**Exercise requirements**
Reproduce all entries word for word.

Stored dataset items
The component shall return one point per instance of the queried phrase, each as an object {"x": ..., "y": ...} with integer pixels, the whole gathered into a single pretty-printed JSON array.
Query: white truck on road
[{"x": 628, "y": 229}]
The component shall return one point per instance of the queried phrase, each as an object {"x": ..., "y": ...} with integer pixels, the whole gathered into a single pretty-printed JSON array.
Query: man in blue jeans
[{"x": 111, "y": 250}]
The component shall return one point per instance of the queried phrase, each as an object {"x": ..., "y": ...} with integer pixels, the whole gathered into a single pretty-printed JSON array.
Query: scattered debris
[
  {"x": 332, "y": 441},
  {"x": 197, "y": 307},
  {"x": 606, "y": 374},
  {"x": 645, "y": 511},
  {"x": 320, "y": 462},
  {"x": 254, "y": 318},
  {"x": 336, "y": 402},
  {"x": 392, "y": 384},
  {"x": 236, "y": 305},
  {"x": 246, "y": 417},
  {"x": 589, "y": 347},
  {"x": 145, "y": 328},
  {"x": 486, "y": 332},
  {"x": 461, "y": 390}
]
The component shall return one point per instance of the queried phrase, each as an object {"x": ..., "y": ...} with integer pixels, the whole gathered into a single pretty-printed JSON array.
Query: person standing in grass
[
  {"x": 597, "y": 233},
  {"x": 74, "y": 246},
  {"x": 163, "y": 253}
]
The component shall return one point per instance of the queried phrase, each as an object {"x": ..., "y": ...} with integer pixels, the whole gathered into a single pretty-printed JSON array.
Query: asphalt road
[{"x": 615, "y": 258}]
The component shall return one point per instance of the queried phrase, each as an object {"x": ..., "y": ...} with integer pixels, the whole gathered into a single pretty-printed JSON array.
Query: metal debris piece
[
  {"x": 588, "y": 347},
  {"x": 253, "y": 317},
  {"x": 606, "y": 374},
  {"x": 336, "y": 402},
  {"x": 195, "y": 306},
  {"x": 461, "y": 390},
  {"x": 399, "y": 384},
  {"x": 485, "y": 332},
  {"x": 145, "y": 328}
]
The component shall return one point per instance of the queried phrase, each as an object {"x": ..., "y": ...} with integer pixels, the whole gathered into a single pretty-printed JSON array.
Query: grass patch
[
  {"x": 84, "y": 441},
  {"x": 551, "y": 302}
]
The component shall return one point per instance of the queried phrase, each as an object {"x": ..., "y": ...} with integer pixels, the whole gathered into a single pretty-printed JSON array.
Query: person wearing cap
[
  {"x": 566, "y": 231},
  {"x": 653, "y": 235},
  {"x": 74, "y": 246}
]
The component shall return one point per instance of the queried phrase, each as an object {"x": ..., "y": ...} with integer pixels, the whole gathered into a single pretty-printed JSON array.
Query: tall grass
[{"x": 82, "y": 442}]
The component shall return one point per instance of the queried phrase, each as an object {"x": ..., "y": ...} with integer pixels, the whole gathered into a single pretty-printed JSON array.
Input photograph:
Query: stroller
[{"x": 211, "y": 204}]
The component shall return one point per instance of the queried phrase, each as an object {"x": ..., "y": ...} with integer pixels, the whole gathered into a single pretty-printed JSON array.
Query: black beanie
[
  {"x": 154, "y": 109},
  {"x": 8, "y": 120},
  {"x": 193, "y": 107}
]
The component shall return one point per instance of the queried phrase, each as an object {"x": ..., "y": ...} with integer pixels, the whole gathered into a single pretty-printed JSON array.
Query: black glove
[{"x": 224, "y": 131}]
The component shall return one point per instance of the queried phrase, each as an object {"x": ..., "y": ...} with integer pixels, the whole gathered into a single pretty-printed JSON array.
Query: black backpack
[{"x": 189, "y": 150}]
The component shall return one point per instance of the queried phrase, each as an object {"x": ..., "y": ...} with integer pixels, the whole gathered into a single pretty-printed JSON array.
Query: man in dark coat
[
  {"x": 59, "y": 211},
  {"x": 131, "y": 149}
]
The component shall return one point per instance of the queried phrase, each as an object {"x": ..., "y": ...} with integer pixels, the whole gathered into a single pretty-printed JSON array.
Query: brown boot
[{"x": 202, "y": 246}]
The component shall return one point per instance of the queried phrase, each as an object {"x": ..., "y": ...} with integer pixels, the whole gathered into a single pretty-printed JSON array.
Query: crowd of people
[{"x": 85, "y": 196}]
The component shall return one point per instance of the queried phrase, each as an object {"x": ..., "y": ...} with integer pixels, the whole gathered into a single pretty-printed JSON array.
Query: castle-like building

**Result for this task**
The component shall return one point per instance of the queried phrase, each as an object {"x": ..., "y": ...} with integer pixels, the whole gathered into a single pretty-printed JSON array.
Query: white truck on road
[{"x": 628, "y": 229}]
The component shall return one point per instance of the queried phrase, each as an object {"x": ..., "y": ...} with integer pixels, the whole gathered into a single pretty-printed JSON array.
Query: man in blue jeans
[{"x": 111, "y": 250}]
The component shall return one point per instance of the queried phrase, each as an object {"x": ..., "y": ...} with integer pixels, the whole gathered into a single pretty-printed JSON array.
Query: scattered debris
[
  {"x": 332, "y": 441},
  {"x": 197, "y": 307},
  {"x": 606, "y": 374},
  {"x": 645, "y": 511},
  {"x": 320, "y": 462},
  {"x": 254, "y": 318},
  {"x": 336, "y": 402},
  {"x": 392, "y": 384},
  {"x": 236, "y": 305},
  {"x": 246, "y": 417},
  {"x": 589, "y": 347},
  {"x": 145, "y": 328},
  {"x": 486, "y": 332},
  {"x": 461, "y": 390}
]
The component shall return one point per instance of the queried phrase, each as an object {"x": ..., "y": ...} with integer pixels, the whole gathered into a single pretty-printed JSON array.
Query: person standing in grass
[
  {"x": 597, "y": 233},
  {"x": 74, "y": 246},
  {"x": 163, "y": 253}
]
The component shall return one point per instance of the queried phrase, each as an object {"x": ..., "y": ...} with integer pixels, the whole gathered into a single pretty-printed JSON array.
Query: asphalt road
[{"x": 615, "y": 258}]
The component shall return one point per instance of the queried phrase, each as an object {"x": ..., "y": ...} with integer pixels, the whole gathered into a single pretty-printed JSON array.
Query: metal debris piece
[
  {"x": 588, "y": 347},
  {"x": 253, "y": 317},
  {"x": 606, "y": 374},
  {"x": 336, "y": 402},
  {"x": 195, "y": 306},
  {"x": 461, "y": 390},
  {"x": 399, "y": 384},
  {"x": 485, "y": 332},
  {"x": 145, "y": 328}
]
The component shall return one point per instance of the queried phrase, each as an object {"x": ..., "y": ...} with integer pixels, the whole gathered into a single pretty-printed JSON array.
Query: grass patch
[
  {"x": 84, "y": 441},
  {"x": 551, "y": 302}
]
The component shall return one point per instance of the queried phrase, each as an object {"x": ..., "y": ...} with integer pixels, the whole gathered into a single pretty-printed JSON array.
Query: person wearing cap
[
  {"x": 566, "y": 231},
  {"x": 653, "y": 235},
  {"x": 74, "y": 246}
]
The component shall return one point per instance of the queried phrase, each as an object {"x": ..., "y": ...} with integer pixels, the whole gathered into a single pretty-printed JSON array.
Query: tall grass
[{"x": 82, "y": 442}]
The component shall return one point per instance of the queried phrase, each as an object {"x": ..., "y": ...} with integer pixels, the whole gathered into a single pretty-printed JSON array.
Input photograph:
Query: stroller
[{"x": 211, "y": 204}]
The component shall return one point per instance of the queried phrase, each as an object {"x": ..., "y": ...} with integer pixels, the whole gathered into a single pretty-printed JSON array.
Query: black beanie
[
  {"x": 154, "y": 109},
  {"x": 8, "y": 120},
  {"x": 193, "y": 107}
]
The component shall return one point per instance of the queried phrase, each as an object {"x": ..., "y": ...} with integer pixels, the whole gathered into a single pretty-printed JSON array.
Query: black glove
[{"x": 224, "y": 131}]
The component shall return one point per instance of the queried phrase, each as an object {"x": ..., "y": ...} with integer pixels, the whole gathered into a single pretty-printed JSON array.
Query: black backpack
[{"x": 189, "y": 150}]
The component shall return one point per instance of the queried phrase, each as an object {"x": ..., "y": ...} with integer pixels, the whole gathered into a single pretty-printed JSON array.
Query: man in dark coat
[
  {"x": 59, "y": 211},
  {"x": 131, "y": 149}
]
The component shall return one point per instance of the queried phrase, each as an object {"x": ..., "y": ...} with integer pixels, the whole gathered into a single pretty-printed JSON array.
Query: brown boot
[{"x": 202, "y": 246}]
The component shall return one point per instance of the queried phrase, each as an object {"x": ..., "y": ...} with integer pixels, the whole gathered into a single pretty-printed JSON array.
Query: crowd of people
[{"x": 85, "y": 196}]
The component shall return one point per instance of the queried phrase, each as an object {"x": ..., "y": ...} with integer pixels, the whole gathered into a single pretty-printed JSON array.
Query: castle-like building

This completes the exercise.